Records from a dataset:
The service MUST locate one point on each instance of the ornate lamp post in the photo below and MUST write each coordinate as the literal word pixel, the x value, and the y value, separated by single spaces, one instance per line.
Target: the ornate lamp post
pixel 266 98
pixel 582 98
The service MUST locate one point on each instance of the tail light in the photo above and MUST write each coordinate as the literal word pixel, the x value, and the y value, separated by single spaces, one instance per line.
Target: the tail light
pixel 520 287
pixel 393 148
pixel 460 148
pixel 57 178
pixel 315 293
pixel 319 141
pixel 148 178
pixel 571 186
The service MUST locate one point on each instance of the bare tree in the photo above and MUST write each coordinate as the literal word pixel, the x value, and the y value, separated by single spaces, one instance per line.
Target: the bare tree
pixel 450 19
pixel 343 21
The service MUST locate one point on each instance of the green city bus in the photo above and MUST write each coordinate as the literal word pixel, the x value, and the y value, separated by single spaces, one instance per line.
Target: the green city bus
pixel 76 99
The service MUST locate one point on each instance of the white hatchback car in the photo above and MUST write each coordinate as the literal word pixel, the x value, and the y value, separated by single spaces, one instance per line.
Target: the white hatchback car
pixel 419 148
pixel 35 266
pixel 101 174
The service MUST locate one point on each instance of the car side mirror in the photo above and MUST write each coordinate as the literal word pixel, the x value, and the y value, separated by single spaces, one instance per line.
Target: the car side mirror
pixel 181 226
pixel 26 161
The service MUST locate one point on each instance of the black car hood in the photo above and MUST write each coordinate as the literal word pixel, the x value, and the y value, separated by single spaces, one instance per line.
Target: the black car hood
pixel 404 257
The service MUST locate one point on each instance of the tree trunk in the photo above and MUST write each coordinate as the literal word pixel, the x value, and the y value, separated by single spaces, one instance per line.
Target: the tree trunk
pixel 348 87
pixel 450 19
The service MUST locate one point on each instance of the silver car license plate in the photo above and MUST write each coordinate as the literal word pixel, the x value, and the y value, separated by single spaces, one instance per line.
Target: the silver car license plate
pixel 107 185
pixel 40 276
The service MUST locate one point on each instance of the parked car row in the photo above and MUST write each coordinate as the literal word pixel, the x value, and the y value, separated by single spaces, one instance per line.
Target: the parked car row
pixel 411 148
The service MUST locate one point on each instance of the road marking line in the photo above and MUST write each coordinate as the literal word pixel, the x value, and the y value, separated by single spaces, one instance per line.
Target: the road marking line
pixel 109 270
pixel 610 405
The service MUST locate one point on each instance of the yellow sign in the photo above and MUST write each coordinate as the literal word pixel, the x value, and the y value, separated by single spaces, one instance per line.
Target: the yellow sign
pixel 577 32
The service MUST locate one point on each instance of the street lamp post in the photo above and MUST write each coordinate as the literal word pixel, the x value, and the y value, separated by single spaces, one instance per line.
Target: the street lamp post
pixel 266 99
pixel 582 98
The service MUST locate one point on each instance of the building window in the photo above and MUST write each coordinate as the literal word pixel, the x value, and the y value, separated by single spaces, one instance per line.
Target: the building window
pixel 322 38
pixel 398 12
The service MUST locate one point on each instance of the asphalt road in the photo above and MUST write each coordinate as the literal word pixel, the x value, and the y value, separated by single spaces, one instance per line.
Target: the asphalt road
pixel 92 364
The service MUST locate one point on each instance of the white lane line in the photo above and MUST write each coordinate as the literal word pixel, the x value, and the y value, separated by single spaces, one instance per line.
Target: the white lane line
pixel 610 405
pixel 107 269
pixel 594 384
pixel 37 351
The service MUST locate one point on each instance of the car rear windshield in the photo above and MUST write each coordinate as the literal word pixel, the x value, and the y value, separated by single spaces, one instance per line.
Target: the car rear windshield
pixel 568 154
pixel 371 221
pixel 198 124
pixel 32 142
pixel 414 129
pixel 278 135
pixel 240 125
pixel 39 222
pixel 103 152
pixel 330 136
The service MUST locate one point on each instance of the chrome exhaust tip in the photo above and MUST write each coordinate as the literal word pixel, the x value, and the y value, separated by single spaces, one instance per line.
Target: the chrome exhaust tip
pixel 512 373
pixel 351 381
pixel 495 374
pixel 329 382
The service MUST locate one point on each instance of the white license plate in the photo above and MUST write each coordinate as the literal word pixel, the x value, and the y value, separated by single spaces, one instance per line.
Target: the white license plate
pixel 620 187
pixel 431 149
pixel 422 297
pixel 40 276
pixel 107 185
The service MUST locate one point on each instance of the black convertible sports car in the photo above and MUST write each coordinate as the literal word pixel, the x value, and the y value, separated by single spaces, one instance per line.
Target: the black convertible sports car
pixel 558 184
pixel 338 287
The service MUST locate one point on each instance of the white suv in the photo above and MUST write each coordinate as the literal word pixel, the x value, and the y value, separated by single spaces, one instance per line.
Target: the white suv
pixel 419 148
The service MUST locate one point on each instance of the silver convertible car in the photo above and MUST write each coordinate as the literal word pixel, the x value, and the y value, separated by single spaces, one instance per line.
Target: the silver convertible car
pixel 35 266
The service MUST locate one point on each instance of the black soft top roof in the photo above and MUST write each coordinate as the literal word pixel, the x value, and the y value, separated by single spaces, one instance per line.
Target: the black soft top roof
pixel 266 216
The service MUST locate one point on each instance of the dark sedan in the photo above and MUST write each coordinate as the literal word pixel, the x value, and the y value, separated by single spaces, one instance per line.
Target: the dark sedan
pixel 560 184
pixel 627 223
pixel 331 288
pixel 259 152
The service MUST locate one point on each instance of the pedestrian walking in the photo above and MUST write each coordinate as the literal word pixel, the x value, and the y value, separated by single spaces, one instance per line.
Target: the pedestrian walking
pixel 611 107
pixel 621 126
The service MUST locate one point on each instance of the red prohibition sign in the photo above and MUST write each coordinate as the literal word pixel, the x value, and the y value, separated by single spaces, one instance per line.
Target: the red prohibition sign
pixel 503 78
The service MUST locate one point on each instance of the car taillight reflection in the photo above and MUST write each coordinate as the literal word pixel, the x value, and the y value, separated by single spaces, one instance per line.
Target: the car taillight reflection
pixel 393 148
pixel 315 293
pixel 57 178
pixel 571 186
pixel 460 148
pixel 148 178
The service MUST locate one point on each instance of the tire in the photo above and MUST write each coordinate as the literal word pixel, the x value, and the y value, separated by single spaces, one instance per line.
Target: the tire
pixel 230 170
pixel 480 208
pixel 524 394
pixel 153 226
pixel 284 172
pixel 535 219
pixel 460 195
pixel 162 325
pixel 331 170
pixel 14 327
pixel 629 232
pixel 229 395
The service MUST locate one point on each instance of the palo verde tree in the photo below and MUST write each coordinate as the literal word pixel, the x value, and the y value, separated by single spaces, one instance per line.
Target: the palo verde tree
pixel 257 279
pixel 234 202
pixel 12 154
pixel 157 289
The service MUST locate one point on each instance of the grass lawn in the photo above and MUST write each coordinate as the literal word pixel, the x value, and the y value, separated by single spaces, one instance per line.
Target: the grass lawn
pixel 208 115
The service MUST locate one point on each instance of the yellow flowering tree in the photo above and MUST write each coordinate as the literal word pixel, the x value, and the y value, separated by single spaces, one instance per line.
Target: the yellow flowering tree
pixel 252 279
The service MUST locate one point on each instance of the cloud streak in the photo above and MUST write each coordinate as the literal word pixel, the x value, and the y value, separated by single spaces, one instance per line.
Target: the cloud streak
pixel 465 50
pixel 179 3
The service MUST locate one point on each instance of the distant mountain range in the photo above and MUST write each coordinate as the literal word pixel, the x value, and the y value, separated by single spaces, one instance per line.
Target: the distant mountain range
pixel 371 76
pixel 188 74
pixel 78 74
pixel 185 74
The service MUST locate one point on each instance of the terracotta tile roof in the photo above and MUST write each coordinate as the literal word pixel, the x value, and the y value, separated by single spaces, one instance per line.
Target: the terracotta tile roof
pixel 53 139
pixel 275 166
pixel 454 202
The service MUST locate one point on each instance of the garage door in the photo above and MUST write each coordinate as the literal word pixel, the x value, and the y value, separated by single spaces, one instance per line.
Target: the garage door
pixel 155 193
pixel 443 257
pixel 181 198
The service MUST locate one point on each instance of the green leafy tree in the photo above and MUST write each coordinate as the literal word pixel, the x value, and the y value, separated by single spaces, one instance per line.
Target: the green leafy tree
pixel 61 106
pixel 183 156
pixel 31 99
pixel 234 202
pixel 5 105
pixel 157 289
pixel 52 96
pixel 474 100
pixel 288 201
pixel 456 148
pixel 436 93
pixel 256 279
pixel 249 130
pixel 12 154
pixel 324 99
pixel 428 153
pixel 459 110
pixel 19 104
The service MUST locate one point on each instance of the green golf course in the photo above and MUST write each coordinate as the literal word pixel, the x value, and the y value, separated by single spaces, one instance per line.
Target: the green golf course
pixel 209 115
--
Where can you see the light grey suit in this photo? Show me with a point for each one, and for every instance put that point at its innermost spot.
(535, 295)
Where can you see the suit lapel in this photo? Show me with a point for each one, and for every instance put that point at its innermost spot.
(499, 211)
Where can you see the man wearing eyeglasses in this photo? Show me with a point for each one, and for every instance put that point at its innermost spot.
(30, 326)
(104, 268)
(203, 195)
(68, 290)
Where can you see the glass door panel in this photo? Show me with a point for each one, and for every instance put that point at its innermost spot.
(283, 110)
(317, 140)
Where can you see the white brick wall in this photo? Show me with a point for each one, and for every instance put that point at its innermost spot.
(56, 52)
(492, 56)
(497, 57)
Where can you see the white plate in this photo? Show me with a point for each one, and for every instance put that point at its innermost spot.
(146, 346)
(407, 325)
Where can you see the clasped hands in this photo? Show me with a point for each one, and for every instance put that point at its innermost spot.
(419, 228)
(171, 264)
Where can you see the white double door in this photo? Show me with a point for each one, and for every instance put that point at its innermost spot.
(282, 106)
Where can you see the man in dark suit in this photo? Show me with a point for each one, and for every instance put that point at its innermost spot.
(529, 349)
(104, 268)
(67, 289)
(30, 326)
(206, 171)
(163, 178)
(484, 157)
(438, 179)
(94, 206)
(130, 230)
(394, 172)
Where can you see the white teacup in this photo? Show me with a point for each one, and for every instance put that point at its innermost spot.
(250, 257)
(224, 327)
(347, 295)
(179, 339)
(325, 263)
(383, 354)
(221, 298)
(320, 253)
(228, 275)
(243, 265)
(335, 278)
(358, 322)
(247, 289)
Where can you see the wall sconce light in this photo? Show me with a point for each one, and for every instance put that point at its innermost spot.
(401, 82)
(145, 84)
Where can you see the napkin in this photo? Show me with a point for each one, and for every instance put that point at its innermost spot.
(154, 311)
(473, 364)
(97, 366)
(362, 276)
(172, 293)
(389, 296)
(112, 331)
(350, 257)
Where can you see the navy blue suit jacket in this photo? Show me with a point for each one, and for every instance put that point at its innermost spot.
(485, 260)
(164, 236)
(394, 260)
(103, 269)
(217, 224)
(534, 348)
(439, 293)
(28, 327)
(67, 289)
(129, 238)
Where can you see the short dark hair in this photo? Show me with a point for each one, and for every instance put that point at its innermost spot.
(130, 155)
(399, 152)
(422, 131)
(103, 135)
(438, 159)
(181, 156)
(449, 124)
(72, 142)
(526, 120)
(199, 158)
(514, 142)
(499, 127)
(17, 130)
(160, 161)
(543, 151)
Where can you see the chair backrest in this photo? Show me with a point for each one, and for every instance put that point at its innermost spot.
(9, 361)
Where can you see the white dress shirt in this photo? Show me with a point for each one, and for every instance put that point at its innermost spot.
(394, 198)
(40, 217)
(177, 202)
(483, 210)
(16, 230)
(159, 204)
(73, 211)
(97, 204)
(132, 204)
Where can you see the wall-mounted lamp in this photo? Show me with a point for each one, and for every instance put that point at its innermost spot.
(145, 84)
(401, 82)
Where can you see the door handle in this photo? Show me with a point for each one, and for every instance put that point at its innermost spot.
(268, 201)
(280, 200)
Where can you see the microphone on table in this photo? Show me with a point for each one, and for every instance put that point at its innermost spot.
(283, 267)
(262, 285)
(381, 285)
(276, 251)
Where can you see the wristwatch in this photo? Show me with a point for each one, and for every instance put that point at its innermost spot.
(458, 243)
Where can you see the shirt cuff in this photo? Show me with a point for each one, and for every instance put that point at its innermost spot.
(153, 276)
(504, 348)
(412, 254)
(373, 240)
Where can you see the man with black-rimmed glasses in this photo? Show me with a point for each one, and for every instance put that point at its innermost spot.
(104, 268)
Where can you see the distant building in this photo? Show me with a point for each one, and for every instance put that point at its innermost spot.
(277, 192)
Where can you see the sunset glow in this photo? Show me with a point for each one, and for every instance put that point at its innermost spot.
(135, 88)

▶ [Work to complete]:
Go through the records and copy each line with "below" in it.

▶ [Response to this task]:
The service MUST locate one point on each instance of the ornate lamp post in the photo below and MUST write each coordinate as the literal word pixel, the x value, and the y value, separated by single spaces, one instance per line.
The service MUST locate one point on each instance of the palo verde tree in the photo below and MUST write each coordinate as the literal word pixel, the x value, and the y value, separated by single spaces, one instance per line.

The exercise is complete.